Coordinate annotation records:
++++++++++++++++++++
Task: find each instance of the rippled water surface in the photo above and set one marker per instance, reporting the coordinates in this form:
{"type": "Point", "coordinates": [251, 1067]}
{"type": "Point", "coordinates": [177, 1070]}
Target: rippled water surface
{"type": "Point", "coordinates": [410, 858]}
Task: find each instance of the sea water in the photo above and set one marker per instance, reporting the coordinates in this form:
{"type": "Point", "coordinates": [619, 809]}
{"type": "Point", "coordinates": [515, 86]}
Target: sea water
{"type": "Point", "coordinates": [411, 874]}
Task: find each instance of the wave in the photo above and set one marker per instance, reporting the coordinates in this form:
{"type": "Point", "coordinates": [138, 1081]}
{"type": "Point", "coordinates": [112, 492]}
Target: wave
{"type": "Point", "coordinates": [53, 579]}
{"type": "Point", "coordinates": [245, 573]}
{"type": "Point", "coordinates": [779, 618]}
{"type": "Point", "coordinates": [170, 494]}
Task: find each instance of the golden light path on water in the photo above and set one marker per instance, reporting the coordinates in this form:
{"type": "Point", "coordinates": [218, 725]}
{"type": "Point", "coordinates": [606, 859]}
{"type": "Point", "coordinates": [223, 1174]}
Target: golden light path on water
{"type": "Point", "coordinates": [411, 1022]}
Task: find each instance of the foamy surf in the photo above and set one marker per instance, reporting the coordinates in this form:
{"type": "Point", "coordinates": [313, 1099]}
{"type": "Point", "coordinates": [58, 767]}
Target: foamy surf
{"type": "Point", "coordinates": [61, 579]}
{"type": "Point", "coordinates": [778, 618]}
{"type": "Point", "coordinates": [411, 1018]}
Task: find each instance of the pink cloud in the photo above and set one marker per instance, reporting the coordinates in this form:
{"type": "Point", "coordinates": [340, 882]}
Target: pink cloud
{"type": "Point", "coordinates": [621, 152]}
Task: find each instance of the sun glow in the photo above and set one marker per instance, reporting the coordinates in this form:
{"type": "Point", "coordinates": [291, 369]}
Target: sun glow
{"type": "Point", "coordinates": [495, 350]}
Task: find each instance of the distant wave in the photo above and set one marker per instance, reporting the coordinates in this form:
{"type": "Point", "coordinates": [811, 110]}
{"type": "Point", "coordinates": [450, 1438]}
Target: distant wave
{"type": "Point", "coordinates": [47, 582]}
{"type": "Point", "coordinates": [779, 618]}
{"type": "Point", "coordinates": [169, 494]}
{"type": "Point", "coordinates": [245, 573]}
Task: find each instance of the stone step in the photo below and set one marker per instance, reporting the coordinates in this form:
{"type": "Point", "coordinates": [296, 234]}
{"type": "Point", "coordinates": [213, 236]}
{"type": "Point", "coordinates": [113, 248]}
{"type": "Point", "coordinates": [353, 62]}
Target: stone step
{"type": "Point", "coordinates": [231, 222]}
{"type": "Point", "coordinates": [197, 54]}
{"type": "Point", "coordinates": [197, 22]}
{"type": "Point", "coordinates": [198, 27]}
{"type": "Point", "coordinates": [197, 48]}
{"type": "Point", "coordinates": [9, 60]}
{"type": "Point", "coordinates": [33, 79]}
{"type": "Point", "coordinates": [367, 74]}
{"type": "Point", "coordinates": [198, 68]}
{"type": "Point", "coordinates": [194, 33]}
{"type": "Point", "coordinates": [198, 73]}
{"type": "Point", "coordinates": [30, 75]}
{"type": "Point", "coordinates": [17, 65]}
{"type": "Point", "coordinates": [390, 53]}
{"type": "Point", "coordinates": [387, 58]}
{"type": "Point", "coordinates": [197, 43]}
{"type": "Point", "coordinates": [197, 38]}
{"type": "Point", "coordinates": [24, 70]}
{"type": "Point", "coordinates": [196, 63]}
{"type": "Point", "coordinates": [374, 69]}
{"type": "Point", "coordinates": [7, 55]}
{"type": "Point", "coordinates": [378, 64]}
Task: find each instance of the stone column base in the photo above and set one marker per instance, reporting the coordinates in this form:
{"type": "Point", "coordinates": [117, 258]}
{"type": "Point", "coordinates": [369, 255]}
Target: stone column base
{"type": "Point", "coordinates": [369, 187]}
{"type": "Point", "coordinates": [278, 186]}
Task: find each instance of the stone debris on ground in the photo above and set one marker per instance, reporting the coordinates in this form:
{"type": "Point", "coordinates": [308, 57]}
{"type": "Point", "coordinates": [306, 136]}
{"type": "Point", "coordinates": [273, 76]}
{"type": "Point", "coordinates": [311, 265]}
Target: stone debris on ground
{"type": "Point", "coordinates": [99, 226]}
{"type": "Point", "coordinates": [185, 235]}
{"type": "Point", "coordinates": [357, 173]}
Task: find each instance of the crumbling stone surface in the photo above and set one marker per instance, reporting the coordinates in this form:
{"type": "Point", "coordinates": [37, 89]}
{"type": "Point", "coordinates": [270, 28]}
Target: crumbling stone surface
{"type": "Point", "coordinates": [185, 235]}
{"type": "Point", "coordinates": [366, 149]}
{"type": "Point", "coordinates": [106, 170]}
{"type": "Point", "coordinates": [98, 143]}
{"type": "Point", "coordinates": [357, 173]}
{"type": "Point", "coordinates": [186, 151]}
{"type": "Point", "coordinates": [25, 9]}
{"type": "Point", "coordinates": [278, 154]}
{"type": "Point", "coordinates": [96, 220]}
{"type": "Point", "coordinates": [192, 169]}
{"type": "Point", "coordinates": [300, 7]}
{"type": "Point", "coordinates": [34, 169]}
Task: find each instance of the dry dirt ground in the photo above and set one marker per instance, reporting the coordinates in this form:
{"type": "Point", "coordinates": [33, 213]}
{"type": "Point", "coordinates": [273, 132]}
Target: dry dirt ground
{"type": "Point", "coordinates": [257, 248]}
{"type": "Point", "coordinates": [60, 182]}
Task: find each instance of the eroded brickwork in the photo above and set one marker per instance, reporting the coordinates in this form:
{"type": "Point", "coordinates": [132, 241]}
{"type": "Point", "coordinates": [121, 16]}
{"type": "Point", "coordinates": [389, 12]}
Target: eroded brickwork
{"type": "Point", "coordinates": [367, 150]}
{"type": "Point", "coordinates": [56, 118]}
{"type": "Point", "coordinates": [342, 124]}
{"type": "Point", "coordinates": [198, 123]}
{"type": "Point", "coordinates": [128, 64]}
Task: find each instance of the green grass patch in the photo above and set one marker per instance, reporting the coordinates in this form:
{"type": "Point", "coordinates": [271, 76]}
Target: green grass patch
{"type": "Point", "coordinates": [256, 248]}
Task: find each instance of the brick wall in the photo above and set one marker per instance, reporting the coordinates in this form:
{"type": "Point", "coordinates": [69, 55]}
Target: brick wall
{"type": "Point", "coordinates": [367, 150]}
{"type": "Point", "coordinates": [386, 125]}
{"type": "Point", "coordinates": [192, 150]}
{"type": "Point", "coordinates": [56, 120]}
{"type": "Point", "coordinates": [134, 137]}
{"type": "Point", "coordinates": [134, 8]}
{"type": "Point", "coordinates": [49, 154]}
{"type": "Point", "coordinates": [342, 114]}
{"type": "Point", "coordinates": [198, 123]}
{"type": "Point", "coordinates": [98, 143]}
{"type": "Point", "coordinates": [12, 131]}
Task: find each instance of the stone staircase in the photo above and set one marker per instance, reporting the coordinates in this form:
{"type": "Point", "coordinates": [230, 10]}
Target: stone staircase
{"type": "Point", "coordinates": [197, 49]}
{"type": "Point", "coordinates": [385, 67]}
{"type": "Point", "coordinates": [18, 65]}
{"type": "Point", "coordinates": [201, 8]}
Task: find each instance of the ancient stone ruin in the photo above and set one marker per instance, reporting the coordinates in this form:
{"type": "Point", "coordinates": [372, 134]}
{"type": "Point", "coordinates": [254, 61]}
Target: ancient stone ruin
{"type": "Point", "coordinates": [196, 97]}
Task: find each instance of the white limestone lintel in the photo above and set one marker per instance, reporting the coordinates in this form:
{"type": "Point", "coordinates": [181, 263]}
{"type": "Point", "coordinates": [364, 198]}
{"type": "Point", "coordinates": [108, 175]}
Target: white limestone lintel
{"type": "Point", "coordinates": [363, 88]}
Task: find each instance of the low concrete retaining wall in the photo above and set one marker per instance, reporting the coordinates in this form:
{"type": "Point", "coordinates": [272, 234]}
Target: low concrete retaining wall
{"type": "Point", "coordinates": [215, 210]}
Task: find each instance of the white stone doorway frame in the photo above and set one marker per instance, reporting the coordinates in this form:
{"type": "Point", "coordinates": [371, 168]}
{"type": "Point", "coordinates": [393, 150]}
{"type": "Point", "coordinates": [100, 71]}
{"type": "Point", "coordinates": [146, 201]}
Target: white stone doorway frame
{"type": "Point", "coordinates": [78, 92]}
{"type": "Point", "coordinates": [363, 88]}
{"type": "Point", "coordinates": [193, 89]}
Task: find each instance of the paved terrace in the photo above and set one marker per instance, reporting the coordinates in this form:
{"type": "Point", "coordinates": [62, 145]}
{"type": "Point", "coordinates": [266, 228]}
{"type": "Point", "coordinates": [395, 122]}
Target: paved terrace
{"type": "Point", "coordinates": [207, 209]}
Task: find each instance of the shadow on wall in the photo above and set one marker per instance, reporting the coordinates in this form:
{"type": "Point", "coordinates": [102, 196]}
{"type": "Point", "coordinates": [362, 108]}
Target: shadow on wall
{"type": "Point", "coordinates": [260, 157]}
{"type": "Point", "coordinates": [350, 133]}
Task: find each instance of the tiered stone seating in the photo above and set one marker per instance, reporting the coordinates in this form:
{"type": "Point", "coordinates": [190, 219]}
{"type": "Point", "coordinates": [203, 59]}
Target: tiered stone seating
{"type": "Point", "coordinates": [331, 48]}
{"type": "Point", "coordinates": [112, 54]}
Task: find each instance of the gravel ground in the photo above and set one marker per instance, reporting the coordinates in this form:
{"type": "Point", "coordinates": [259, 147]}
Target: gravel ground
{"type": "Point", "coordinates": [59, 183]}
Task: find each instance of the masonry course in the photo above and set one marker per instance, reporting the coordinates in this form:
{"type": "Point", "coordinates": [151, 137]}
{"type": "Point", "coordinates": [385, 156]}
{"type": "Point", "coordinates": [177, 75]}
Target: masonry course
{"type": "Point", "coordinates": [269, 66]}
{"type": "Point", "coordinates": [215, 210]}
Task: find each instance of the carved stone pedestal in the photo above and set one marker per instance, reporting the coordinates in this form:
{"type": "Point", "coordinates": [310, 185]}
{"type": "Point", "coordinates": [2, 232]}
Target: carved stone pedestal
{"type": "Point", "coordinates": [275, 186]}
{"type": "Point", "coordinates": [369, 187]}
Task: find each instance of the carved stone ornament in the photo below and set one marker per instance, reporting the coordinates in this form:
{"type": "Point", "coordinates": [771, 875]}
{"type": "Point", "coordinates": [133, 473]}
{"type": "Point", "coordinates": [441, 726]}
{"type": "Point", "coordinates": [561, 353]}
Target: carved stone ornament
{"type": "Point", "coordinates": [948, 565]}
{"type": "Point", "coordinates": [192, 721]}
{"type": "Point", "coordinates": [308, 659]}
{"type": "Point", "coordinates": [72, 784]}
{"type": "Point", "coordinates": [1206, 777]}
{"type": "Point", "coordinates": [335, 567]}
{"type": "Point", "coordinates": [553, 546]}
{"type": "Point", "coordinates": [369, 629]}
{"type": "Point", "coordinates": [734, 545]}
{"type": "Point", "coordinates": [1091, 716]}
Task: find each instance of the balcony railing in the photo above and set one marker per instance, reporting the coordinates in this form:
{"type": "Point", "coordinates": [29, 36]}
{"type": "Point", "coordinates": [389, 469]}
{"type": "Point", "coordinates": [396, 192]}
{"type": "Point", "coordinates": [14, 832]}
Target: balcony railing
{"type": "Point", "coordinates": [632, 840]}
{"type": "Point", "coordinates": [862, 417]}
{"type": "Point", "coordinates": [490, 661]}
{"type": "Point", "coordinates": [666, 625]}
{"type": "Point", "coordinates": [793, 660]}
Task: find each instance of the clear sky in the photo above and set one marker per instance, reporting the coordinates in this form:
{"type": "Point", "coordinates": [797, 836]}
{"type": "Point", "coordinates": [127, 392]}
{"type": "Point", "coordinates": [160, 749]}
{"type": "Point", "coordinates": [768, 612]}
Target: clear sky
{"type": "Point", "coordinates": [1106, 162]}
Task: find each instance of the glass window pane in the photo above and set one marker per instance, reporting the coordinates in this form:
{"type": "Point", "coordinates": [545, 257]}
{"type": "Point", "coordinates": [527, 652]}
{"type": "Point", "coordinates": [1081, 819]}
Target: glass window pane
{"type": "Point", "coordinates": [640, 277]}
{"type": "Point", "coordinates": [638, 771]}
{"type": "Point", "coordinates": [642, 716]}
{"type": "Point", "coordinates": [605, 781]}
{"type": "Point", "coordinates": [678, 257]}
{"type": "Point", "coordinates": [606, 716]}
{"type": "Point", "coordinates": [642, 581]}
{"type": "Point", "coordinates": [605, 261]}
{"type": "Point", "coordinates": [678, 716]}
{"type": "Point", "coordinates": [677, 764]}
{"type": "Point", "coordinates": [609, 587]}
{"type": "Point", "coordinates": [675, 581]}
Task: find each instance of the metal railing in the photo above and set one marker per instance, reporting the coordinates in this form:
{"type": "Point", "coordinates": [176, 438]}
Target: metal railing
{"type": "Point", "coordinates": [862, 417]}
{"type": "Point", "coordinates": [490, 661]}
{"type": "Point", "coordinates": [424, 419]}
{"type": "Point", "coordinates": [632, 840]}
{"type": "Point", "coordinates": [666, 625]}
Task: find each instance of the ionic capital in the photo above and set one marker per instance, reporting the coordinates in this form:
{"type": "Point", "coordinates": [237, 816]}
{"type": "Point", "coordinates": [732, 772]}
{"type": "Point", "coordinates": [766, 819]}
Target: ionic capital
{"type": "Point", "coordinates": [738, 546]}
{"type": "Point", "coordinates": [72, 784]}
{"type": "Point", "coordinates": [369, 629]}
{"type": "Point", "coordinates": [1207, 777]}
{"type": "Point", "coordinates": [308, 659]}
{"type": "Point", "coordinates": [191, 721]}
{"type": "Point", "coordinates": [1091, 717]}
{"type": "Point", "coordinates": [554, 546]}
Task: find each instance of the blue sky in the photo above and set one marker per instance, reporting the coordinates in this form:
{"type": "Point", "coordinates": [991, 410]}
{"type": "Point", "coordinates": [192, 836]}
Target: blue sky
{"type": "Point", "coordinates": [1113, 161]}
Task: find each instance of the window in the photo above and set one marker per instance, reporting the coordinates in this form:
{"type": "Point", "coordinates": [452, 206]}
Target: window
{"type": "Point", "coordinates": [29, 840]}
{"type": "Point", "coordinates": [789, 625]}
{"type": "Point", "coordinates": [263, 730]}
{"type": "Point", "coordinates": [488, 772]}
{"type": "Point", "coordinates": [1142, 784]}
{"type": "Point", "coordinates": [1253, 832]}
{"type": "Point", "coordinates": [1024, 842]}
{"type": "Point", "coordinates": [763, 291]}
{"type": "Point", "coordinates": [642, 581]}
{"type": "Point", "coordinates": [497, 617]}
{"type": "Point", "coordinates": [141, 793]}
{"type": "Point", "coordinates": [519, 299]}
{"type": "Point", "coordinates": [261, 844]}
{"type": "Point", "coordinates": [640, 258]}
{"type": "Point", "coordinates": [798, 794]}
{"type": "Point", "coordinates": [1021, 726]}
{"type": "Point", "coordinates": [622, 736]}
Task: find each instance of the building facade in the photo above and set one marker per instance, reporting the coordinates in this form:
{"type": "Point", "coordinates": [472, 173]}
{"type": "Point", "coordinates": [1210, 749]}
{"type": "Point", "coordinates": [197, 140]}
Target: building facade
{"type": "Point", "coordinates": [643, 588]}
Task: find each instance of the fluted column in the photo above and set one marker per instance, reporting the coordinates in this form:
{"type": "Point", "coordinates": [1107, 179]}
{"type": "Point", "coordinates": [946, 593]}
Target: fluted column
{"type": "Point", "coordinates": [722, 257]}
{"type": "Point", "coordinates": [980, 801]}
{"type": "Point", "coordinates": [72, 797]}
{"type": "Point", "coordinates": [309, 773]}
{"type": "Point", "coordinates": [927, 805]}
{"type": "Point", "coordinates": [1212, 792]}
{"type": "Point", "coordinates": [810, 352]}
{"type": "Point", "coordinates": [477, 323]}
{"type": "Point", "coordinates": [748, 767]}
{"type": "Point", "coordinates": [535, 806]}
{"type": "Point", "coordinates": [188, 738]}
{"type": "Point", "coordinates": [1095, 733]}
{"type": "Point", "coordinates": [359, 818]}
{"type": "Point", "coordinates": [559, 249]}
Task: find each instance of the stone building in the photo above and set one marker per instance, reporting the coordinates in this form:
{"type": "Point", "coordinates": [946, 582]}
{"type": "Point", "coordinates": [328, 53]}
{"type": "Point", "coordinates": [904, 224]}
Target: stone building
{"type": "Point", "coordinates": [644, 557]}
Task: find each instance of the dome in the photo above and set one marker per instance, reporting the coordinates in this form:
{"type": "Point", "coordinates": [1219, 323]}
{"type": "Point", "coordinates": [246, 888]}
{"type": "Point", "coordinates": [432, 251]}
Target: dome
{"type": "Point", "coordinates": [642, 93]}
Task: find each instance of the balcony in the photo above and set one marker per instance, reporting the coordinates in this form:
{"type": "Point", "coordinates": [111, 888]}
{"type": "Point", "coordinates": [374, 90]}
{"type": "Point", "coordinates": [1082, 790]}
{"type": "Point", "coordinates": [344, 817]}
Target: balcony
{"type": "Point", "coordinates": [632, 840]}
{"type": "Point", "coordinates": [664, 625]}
++++++++++++++++++++
Stated task: Give back, exactly as written, the lines from the one with "Task: find each instance of the stone building" to the last line.

Solution to this exercise:
Task: find each instance of the stone building in the photo above and set one marker per instance, reporting the coordinates in this form:
{"type": "Point", "coordinates": [946, 582]}
{"type": "Point", "coordinates": [328, 53]}
{"type": "Point", "coordinates": [904, 224]}
Target: stone building
{"type": "Point", "coordinates": [644, 557]}
Task: find each instance of the dome in the photo above and set one marker per instance, reporting the coordinates in this form:
{"type": "Point", "coordinates": [1219, 323]}
{"type": "Point", "coordinates": [246, 888]}
{"type": "Point", "coordinates": [432, 251]}
Target: dome
{"type": "Point", "coordinates": [642, 93]}
Task: find each instance of the balcony in the photo above and set one marker per instance, reporting the coordinates in this form:
{"type": "Point", "coordinates": [111, 888]}
{"type": "Point", "coordinates": [374, 90]}
{"type": "Point", "coordinates": [1082, 790]}
{"type": "Point", "coordinates": [344, 817]}
Target: balcony
{"type": "Point", "coordinates": [632, 840]}
{"type": "Point", "coordinates": [664, 625]}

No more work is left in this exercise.